>> START MATERIAL FOR THIS TASK

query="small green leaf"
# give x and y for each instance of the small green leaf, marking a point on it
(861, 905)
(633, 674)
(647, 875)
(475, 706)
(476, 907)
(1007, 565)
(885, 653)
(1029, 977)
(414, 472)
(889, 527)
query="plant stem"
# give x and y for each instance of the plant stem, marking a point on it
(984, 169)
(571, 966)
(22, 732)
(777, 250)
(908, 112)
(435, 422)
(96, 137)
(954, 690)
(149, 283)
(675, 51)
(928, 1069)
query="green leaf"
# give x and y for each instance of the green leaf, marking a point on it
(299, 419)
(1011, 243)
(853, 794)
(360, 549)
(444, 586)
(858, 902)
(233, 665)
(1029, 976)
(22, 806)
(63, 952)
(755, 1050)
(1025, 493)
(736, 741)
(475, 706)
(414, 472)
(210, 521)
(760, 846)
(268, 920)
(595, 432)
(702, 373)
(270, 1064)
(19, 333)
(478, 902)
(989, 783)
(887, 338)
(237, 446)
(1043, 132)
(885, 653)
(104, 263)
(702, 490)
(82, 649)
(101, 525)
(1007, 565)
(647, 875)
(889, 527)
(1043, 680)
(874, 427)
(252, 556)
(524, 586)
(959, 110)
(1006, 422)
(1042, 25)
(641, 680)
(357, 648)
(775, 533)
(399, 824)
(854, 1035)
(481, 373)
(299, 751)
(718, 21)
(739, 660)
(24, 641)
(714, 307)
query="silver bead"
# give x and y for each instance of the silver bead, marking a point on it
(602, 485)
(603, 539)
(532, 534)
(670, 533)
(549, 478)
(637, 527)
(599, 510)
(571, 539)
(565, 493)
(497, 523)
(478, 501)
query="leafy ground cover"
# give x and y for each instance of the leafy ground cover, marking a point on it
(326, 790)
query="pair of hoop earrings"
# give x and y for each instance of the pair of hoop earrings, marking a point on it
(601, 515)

>> END MATERIAL FOR THIS TASK

- [WORK TO BE COMPLETED]: Please render the records above as a Markdown table with the columns Row and Line. Number each line and leave out blank lines.

- [COMPLETED EXERCISE]:
| Row | Line |
|---|---|
| 1 | query="small green leaf" |
| 2 | # give x and y for each instance of the small green leaf, marking a point on it |
| 3 | (861, 905) |
| 4 | (633, 674) |
| 5 | (647, 875) |
| 6 | (475, 706) |
| 7 | (476, 907) |
| 8 | (1007, 565) |
| 9 | (885, 653) |
| 10 | (1029, 977) |
| 11 | (414, 472) |
| 12 | (889, 527) |
| 13 | query="plant stem" |
| 14 | # give x and y for each instance of the plant stem, marking a point on it |
| 15 | (984, 169) |
| 16 | (571, 966) |
| 17 | (22, 732) |
| 18 | (777, 250) |
| 19 | (908, 112) |
| 20 | (435, 422) |
| 21 | (96, 137) |
| 22 | (954, 690) |
| 23 | (149, 283) |
| 24 | (675, 51) |
| 25 | (928, 1069) |
| 26 | query="green leaf" |
| 27 | # give x and y for each instance of the green leaf, marking a point on it |
| 28 | (299, 419) |
| 29 | (1011, 243) |
| 30 | (853, 794) |
| 31 | (360, 549) |
| 32 | (444, 586) |
| 33 | (858, 902) |
| 34 | (233, 665) |
| 35 | (1029, 976) |
| 36 | (22, 806) |
| 37 | (63, 952) |
| 38 | (755, 1050) |
| 39 | (1025, 493) |
| 40 | (736, 741) |
| 41 | (475, 706) |
| 42 | (414, 472) |
| 43 | (210, 521) |
| 44 | (760, 846) |
| 45 | (268, 920) |
| 46 | (595, 432) |
| 47 | (702, 373) |
| 48 | (270, 1064) |
| 49 | (19, 333) |
| 50 | (478, 902) |
| 51 | (989, 783) |
| 52 | (887, 338) |
| 53 | (237, 446) |
| 54 | (1043, 132) |
| 55 | (885, 653) |
| 56 | (104, 263) |
| 57 | (702, 490) |
| 58 | (82, 649) |
| 59 | (101, 525) |
| 60 | (1007, 565) |
| 61 | (647, 875) |
| 62 | (889, 527) |
| 63 | (1043, 680) |
| 64 | (874, 427) |
| 65 | (252, 556) |
| 66 | (524, 586) |
| 67 | (959, 110) |
| 68 | (1006, 422) |
| 69 | (1042, 25) |
| 70 | (641, 680) |
| 71 | (357, 648) |
| 72 | (775, 533) |
| 73 | (399, 824) |
| 74 | (854, 1035) |
| 75 | (481, 373) |
| 76 | (299, 751) |
| 77 | (718, 21) |
| 78 | (739, 660) |
| 79 | (24, 641) |
| 80 | (714, 307) |
| 81 | query="silver bead" |
| 82 | # give x and y for each instance of the silver bead, marking a point on it |
| 83 | (602, 485) |
| 84 | (603, 539) |
| 85 | (532, 534) |
| 86 | (670, 533) |
| 87 | (549, 478) |
| 88 | (637, 527) |
| 89 | (599, 510) |
| 90 | (571, 539) |
| 91 | (565, 493) |
| 92 | (497, 523) |
| 93 | (478, 501) |
| 94 | query="leafy ground cover" |
| 95 | # give x and y for each instance of the leafy ground cover, marking a point on it |
| 96 | (326, 790) |
| 97 | query="pair of hoop earrings" |
| 98 | # give x and y for each instance of the pair of hoop earrings, marking a point on it |
| 99 | (601, 515) |